Do this: Set down all of the data exactly as it appears.

Data listing:
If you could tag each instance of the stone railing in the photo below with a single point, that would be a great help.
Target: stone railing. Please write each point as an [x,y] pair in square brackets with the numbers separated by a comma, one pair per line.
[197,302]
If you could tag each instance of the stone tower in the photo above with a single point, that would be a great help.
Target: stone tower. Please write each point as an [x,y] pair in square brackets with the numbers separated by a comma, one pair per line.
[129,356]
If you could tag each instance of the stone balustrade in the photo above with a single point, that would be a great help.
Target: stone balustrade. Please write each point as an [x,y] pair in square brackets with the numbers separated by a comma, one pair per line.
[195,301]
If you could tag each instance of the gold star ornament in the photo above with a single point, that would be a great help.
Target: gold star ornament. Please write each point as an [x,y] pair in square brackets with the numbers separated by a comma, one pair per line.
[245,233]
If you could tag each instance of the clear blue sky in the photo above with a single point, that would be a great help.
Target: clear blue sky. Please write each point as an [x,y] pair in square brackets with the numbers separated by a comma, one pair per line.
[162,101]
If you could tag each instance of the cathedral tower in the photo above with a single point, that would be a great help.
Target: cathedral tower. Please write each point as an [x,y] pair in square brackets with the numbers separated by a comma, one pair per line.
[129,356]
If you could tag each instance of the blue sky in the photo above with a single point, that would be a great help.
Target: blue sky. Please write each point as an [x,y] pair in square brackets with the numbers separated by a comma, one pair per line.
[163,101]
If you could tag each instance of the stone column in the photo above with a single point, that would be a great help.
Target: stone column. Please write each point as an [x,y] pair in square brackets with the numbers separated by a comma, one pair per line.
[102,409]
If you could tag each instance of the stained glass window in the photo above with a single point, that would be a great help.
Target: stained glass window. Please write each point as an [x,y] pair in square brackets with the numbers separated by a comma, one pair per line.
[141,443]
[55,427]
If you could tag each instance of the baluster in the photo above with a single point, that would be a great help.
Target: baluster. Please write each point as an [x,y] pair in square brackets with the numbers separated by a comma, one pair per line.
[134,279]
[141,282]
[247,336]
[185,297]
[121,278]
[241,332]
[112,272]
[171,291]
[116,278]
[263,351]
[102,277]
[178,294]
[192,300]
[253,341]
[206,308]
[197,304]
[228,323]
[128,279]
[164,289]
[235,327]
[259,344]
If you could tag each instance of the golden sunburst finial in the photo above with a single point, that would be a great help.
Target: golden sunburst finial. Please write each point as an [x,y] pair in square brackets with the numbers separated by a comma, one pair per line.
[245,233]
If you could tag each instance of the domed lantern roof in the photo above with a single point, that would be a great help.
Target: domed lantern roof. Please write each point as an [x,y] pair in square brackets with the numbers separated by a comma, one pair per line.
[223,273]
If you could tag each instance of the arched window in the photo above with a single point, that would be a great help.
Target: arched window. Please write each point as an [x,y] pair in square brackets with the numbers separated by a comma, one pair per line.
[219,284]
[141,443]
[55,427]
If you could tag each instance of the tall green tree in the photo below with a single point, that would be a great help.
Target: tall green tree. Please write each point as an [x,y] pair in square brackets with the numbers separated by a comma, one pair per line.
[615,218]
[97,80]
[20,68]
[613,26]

Response below:
If you could tag each instance of the stone railing in the photo below with a single point, that would be a great help.
Target: stone railing. Please write each point as an [x,y] pair in square brackets with the numbers separated by a comma, one pair per line.
[197,302]
If you could tag each instance of the stone tower in the photo above with a single point, that would be a great help.
Target: stone tower. Please write each point as an [x,y] pair in square brackets with the numbers separated by a comma, one pair per line.
[129,356]
If you could tag each instance of the stone balustrade in the photo above with a single point, that would be a great help.
Target: stone balustrade. Please write each point as an [x,y] pair in square brackets with the numbers separated by a comma, one pair per line.
[195,301]
If you could tag each instance of the gold star ornament in the photo above with a single point, that would be a great help.
Target: gold star ornament. Please write each point as an [x,y] pair in square brackets with the numbers separated by a comma, one pair per line.
[245,233]
If you could tag each instance of the clear blue sky in the photo above with a single point, that would be a great help.
Target: clear blue sky. Please write each point as an [x,y] pair in square brackets with the numbers separated by a comma, one pair per line.
[162,101]
If you could tag each instance of the cathedral tower in the photo above with a single point, that would be a great help.
Target: cathedral tower. Please write each point as an [x,y] pair in square brackets with the numbers separated by a comma, one pair per line.
[129,356]
If you could tag each instance of the blue sky in the photo above with a single point, that would be a great help.
Target: blue sky. Please write each point as an [x,y] pair in square brackets with the numbers separated by a comma, one pair per line.
[163,101]
If you could tag each instance of the stone column in the photo above with a single point, that would be a great help.
Target: stone column. Please write each point as an [x,y] pair in square brackets with the numbers separated by a comma, one pair per line.
[102,409]
If you could tag each instance of the stained glass window in the photo above with a single point, that would be a great help.
Target: stained glass window. Please write each point as an [x,y] pair in square brackets with the numbers separated by a comma, one pair per line.
[141,443]
[55,427]
If you could tag each instance of the baluster in the photo above with a single point, that would be a great help.
Target: baluster. Please write each point as an [x,y] pair in square brackets with the numbers separated by a comma, one pair per line.
[134,279]
[141,282]
[247,336]
[185,297]
[121,278]
[241,332]
[112,272]
[171,291]
[116,278]
[263,351]
[102,277]
[178,294]
[192,300]
[253,341]
[206,308]
[197,304]
[228,323]
[128,279]
[164,289]
[235,327]
[259,344]
If you could tag each instance of the golden sunburst finial in the photo above with a single point, that would be a great help.
Target: golden sunburst finial. Please write each point as an [x,y] pair in square brackets with the numbers separated by a comma, one pair per line.
[245,233]
If you could tag each instance of the domed lantern roof in the photo above with a single point, that would be a great help.
Target: domed lantern roof. Please write each point as an [x,y] pair in square brackets with the numbers separated by a comma, one pair per line.
[223,273]
If you could tag each instance of the arched window in the photo above with a single point, that would be a great help.
Target: arched window. Please write each point as an [x,y] pair in square brackets with the numbers separated by a comma, one pair per line.
[219,284]
[141,443]
[55,427]
If you could tag each instance of the tall green tree in the photo below with a single point, that would be a great help.
Target: tall green tree. Please write each point as an [x,y] pair in square brackets with the numbers separated by a comma, one pair per line.
[615,218]
[97,80]
[20,68]
[613,26]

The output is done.